Image point grounding data
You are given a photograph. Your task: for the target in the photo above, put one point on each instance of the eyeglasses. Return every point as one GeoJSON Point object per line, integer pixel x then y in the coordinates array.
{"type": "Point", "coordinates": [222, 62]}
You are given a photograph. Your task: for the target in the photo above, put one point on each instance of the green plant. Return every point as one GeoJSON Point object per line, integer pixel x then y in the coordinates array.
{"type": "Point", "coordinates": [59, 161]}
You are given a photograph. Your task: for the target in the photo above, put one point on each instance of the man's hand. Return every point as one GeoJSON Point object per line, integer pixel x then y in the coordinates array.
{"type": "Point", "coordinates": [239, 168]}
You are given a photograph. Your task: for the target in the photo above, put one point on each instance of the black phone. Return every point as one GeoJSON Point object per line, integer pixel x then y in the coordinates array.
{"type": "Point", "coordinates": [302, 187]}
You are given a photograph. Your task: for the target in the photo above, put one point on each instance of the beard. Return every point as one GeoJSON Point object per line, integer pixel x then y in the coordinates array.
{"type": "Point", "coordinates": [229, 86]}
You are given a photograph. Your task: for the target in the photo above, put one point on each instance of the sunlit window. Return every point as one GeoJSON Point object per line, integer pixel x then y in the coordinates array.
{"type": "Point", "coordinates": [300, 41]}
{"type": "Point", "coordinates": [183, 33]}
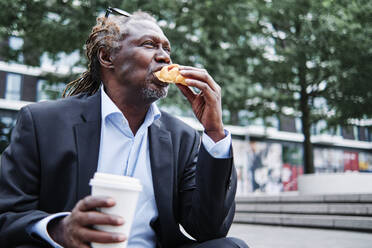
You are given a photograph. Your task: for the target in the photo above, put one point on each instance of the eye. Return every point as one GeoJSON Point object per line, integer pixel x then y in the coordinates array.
{"type": "Point", "coordinates": [167, 48]}
{"type": "Point", "coordinates": [149, 44]}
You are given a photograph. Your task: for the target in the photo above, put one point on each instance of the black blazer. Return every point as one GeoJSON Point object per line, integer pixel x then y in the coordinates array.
{"type": "Point", "coordinates": [54, 152]}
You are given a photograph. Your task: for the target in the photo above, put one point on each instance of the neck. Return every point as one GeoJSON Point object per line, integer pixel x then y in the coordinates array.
{"type": "Point", "coordinates": [133, 109]}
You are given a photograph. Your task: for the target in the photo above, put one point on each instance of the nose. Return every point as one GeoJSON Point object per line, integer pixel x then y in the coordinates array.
{"type": "Point", "coordinates": [162, 56]}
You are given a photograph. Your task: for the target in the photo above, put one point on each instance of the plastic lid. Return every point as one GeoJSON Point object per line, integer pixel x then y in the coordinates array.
{"type": "Point", "coordinates": [115, 181]}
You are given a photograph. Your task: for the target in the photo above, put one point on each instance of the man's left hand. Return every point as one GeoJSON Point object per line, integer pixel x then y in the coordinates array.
{"type": "Point", "coordinates": [207, 103]}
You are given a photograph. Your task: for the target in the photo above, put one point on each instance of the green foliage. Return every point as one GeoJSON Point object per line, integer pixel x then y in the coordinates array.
{"type": "Point", "coordinates": [270, 57]}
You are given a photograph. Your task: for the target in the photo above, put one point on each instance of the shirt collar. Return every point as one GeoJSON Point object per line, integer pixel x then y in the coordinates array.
{"type": "Point", "coordinates": [108, 108]}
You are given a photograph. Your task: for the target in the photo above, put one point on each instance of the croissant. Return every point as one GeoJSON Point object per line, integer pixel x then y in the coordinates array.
{"type": "Point", "coordinates": [170, 74]}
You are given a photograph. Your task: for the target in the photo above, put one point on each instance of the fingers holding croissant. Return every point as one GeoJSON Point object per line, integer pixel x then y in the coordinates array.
{"type": "Point", "coordinates": [171, 74]}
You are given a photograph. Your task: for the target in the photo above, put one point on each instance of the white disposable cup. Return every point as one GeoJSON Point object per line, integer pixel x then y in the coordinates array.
{"type": "Point", "coordinates": [125, 191]}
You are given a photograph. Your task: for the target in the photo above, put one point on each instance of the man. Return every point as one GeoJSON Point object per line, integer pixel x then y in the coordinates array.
{"type": "Point", "coordinates": [111, 124]}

*ACTIVITY*
Your answer must be an exact copy of the data above, minus its pictures.

*ANSWER SECTION*
You are given a photograph. Your task: for the target in the photo above, put one point on each instance of the eyeglasses. Return every point as one GeoJSON Point object per line, integer pixel x then y in the coordinates array.
{"type": "Point", "coordinates": [222, 62]}
You are given a photograph. Your task: for the target in the photo above, put one point on each instance of the green plant. Return every point as one GeoJSON Point object per line, integer pixel x then y in the coordinates array.
{"type": "Point", "coordinates": [59, 161]}
You are given a photograph. Your task: for the target in the photo above, put one point on each instance of the man's hand. Return every point as one GeoJSON Point object per line, integer pixel x then y in the coordinates array.
{"type": "Point", "coordinates": [239, 168]}
You are given a photograph. Your task: for the target in the photo above, put one point on each instance of the black phone. Return every point as one GeoJSON Point object per line, integer pixel x then y in the coordinates array.
{"type": "Point", "coordinates": [302, 187]}
You are given a photograph. Your task: for the target in the photo above, put one point on each instance of the beard. Return every point as one GeoJSON Point object per line, integer pixel x then y in the coordinates array.
{"type": "Point", "coordinates": [229, 86]}
You are given a photograph. Your task: for the target in the photo above, put one point on each instance of the sunlit window. Return every point as one GeoJSON Point object per line, integer pixel x then y in the coordinates array.
{"type": "Point", "coordinates": [300, 41]}
{"type": "Point", "coordinates": [183, 33]}
You are given a photograph. Your task: for the target in the photo above, put one point on each instance of the eye. Return every point as one GeoJSON Point object per line, integer pixel x then y in the coordinates array.
{"type": "Point", "coordinates": [167, 48]}
{"type": "Point", "coordinates": [149, 44]}
You are given a photograph. Your task: for the target in the photo above, put one point on each instance of the black blazer. Return every point as one GeoJSON Point object per line, integer pixel x then y in the coordinates array.
{"type": "Point", "coordinates": [54, 152]}
You are given a photograph. Your task: for the target in the photo above, put one point on each instance of the neck. Return every point as one GeoJSON Point object per line, integer pixel x then y in the coordinates array.
{"type": "Point", "coordinates": [133, 109]}
You are given a photograph. Your task: for the target in the photo above, put one point on each instance of the nose. Return every point as one GeoJSON Point object per line, integer pixel x then y in the coordinates array.
{"type": "Point", "coordinates": [162, 56]}
You are given a photograph. Your task: for the target in the photo above, put one point on each instance of the plastic lid. Return every point as one GeoJSON Point object per line, integer pixel x then y in the coordinates array.
{"type": "Point", "coordinates": [115, 181]}
You are given a photograph. Your task: for the target in the photo above, put one point on each instance of the man's left hand. Return every point as one GeoJSON Point object per line, integer pixel x then y in the coordinates array.
{"type": "Point", "coordinates": [207, 103]}
You are given a photograph. Your task: for the target in the photo above, put one point on each instance of the green foliage. Return every point as one GeoJSON Point object per line, integer pixel x then y in the coordinates array.
{"type": "Point", "coordinates": [270, 57]}
You are given a photograph. Your task: for the target in the photo above, put one point on each instance of the shirt collar. Return every point as one GeoJSON Point object per line, integer pixel x then y in the coordinates array.
{"type": "Point", "coordinates": [108, 108]}
You are given a photograph. Your task: for the target in the photo above, put one point on each instance of the croissant. Return every point as one GeoJSON Point object per line, integer pixel x then y in the coordinates array.
{"type": "Point", "coordinates": [170, 74]}
You are given a photograph. Your task: for the target in the photo above, put one point on each instance of the fingers holding croissant. Return every point as one GeoJSON Point object per line, integer pixel x then y in the coordinates array.
{"type": "Point", "coordinates": [171, 74]}
You are given a photograph. Your task: for the target in the photo above, put one point on each instance of the white disposable cup. Return every point as one GeoJSON Point object per line, integer pixel x then y in the coordinates array.
{"type": "Point", "coordinates": [125, 191]}
You are given a photograph. Your task: for the target in the photo above, put one point on each instance of the man. Return every point as one GeoJSON Point object per line, integer pixel x then y in the coordinates array.
{"type": "Point", "coordinates": [111, 124]}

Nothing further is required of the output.